■ Page extract ■
*** Block opens ***

DeSantis also recently announced that he will form a grand jury to investigate whether the COVID vaccines were a corrupt scheme to enrich Democratic politicians and sicken people with junk science. That comes after he enacted a series of counterproductive laws and regulations during the pandemic that, as the Palm Beach Post reported, "killed more people aged 65 and over in Florida than any other state in the nation ... leaving the far-more populous states of California and Texas eating our dust. " But boy oh boy, did he ever own the libs.
DeSantis' war on trans kids is especially heartbreaking. (He even invited one of the cruelest of transphobic online trolls, the proprietor of Libs of TikTok, to stay in the governor's mansion.) Leaving no transphobic stone un-turned, he's now investigating drag shows
Perhaps most infamous are the execrable stunts using human beings as pawns in DeSantis' unrelenting PR campaign to prove that he's the most odious governor in the United States. His flamboyant arrests of former felons who had been erroneously told they were eligible to vote are being systematically dismissed by the courts, but undoubtedly served their purpose by persuading some people who could legally have voted not to take the chance. That move thrilled DeSantis' core supporters, voters who loved watching former convicts (most of them Black) punished for the crime of voting.

*** Block closes ***

Copy out the passage criticizing DeSantis word for word, in full.

■ Information shown ■
*** Block opens ***

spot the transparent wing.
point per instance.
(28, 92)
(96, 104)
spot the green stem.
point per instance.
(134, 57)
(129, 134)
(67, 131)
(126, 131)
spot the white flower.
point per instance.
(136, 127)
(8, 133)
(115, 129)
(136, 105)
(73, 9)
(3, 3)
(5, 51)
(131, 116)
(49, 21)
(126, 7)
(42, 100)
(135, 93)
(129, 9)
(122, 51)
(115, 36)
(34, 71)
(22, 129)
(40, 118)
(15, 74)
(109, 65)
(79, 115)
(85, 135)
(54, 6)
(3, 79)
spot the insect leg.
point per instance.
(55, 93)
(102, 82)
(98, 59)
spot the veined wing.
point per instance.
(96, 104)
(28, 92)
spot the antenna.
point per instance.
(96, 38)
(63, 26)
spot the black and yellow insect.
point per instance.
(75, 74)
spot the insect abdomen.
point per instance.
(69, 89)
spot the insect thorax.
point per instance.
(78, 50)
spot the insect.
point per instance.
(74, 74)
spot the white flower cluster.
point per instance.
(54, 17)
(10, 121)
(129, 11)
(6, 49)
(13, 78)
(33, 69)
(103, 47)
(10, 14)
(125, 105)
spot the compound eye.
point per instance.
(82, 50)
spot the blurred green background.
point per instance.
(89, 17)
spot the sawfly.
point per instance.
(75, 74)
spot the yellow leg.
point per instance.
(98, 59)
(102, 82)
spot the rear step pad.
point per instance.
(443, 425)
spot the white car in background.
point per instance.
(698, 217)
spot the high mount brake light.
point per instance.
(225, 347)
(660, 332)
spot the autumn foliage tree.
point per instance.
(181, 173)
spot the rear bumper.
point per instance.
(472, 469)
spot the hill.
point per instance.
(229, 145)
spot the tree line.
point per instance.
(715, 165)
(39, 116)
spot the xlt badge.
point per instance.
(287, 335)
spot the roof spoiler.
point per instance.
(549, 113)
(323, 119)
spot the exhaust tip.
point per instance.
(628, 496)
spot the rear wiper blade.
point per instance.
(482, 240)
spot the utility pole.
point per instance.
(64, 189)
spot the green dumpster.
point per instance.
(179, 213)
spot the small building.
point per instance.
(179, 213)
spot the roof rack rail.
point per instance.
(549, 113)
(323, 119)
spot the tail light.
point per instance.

*** Block closes ***

■ Final answer ■
DeSantis also recently announced that he will form a grand jury to investigate whether the COVID vaccines were a corrupt scheme to enrich Democratic politicians and sicken people with junk science. That comes after he enacted a series of counterproductive laws and regulations during the pandemic that, as the Palm Beach Post reported, "killed more people aged 65 and over in Florida than any other state in the nation ... leaving the far-more populous states of California and Texas eating our dust. " But boy oh boy, did he ever own the libs.
DeSantis' war on trans kids is especially heartbreaking. (He even invited one of the cruelest of transphobic online trolls, the proprietor of Libs of TikTok, to stay in the governor's mansion.) Leaving no transphobic stone un-turned, he's now investigating drag shows
Perhaps most infamous are the execrable stunts using human beings as pawns in DeSantis' unrelenting PR campaign to prove that he's the most odious governor in the United States. His flamboyant arrests of former felons who had been erroneously told they were eligible to vote are being systematically dismissed by the courts, but undoubtedly served their purpose by persuading some people who could legally have voted not to take the chance. That move thrilled DeSantis' core supporters, voters who loved watching former convicts (most of them Black) punished for the crime of voting.